THE TASK
Reproduce each of the following records word for word.

───── DATA FOR PROCESSING

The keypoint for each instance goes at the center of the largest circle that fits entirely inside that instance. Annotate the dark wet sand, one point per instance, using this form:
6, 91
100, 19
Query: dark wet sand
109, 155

──────────

TASK ANSWER
The keypoint for each instance goes at the center of the largest circle that fits entirely inside that instance. Annotate the dark wet sand, one point per instance, using this form:
6, 91
100, 19
Query: dark wet sand
109, 155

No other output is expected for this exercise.